TASK TO COMPLETE –
According to the opinion column on legalizing cannabis in Britain, for how long had cannabis been fully legal in LA?

The Daily Telegraph

Britain isn’t ready to legalise cannabis – believe me

- Celia Walden

Is this stuff basically legal now? Certainly, the police care less than ever

Someone who lives near the corner of west London parkland where I work out twice a week likes an early-morning spliff. I’ve never seen his face, but as he takes up his usual position against the park railings between 8.30 and 9am to enjoy a quiet smoke, I’ll be crunching, lunging, squatting and Russian twisting (don’t ask) in a haze of wake and bake – wondering all the while: is this stuff basically legal now?

Certainly the police care less than ever before. Maybe they think it’s only a matter of time now. Or maybe they just don’t recognise the smell. After all, the Met Commission­er, Cressida Dick, admitted on Desert Island Discs at the weekend that she “simply cannot smell, ever, the smell of cannabis” – whereas I’d know it in a heartbeat. Eight years in LA – where it’s been fully legal for 13 months and as common a street smell as coffee or bakeries for far longer – will do that to you.

It’ll also challenge your beliefs on a subject that I, for one, thought my mind was made up about.

Witnessing the marijuana-fuelled descent into schizophre­nia of a family friend as a child had always made me question how it could be defined as a “soft drug”. After all, here was a once wide-smiled, bright-eyed boy who took to turning up dazed, confused and, on one occasion, suicidal at our house after years of use. And although I’ve since understood that the skunk he’d been scoring on the streets of London was as far removed from a cannabis plant as a rubberised, psychosis-inducing chunk of chemicals can be, the memory of that transforma­tion was vivid enough to turn me against even the idea of medical marijuana use, for years.

Then I moved to LA, where I watched the release on the face of a friend’s 84-year-old arthritic mother as she drank her cannabis tea and heard from another how vaping had lessened her nausea after chemothera­py. It was explained how the THC – which causes the high and also helps relieve pain, inflammati­on and nausea – and CBD levels – which can help treat seizures and counteract that high – can be adjusted to target individual ailments in medication. And as soon as Billy Caldwell’s mother began campaignin­g for her 13-year-old epileptic son to be given cannabis oil, I was behind her.

Billy received his first legal dose in Britain on Saturday after that campaign, and the one waged by the family of six-year-old fellow epileptic Alfie Dingley, finally prompted a change in the law, making it legal on prescripti­on by NHS specialist­s. And when Charlotte Caldwell described the moment as “a huge step forward for us

in the UK – and not only Billy”, I was inclined to agree with her. The fact that this new law places us among the most liberal countries in Europe doesn’t worry me. It feels like progress. But should further legalisati­on necessaril­y follow? I don’t think so.

Because although regulation undoubtedl­y makes cannabis – and all drugs – safer, and it has already been estimated that the legal marijuana industry in the US could generate more than $132billion in tax revenue, I’ve lived through that change in LA. I’ve watched Medmen stores – the Argos of the pot world, where flat screens embedded in sustainabl­e wooden worktops take you through the edibles, smokables and lotions on offer – spring up on every high street.

RECORD EXTRACTS –

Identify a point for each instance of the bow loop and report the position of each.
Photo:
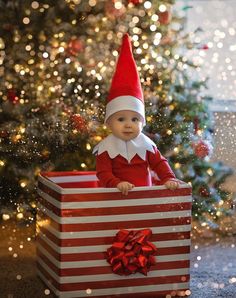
(131, 252)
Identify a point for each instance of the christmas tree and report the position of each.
(57, 60)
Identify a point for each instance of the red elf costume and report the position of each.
(118, 160)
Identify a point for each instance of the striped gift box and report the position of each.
(78, 221)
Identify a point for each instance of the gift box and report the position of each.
(78, 221)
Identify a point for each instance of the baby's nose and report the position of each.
(128, 124)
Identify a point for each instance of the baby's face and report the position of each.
(125, 125)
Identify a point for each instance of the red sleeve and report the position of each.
(104, 171)
(160, 166)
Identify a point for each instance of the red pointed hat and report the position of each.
(125, 92)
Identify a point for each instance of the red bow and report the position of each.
(131, 252)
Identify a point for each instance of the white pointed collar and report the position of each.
(115, 146)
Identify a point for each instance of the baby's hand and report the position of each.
(124, 187)
(172, 184)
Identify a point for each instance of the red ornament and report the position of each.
(131, 252)
(204, 192)
(12, 97)
(202, 148)
(75, 46)
(112, 11)
(164, 17)
(78, 122)
(135, 2)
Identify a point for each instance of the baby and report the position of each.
(124, 158)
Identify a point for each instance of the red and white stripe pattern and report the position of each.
(78, 221)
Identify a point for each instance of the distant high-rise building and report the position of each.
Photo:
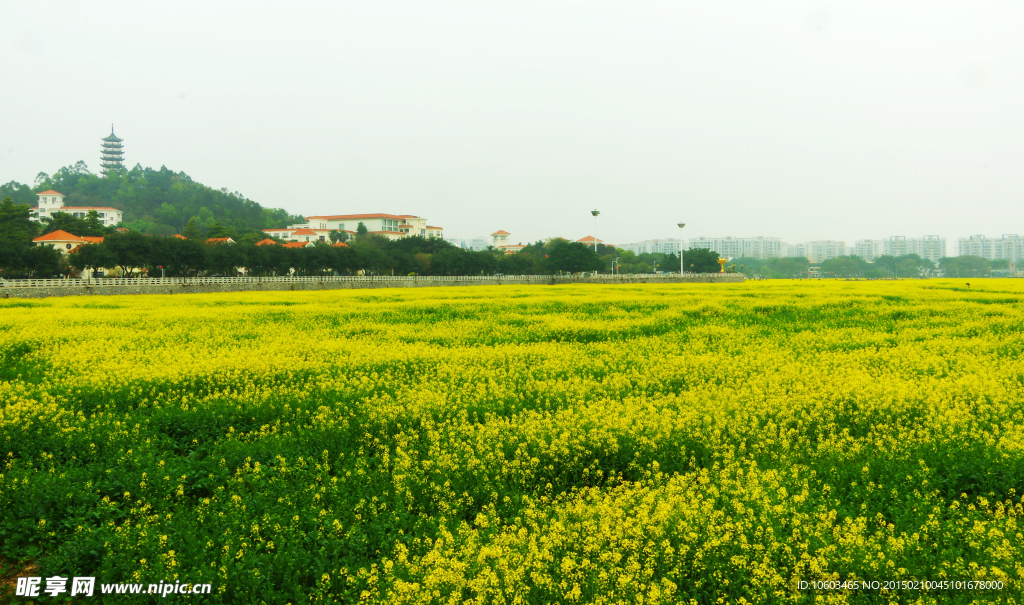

SOLUTION –
For 13 months.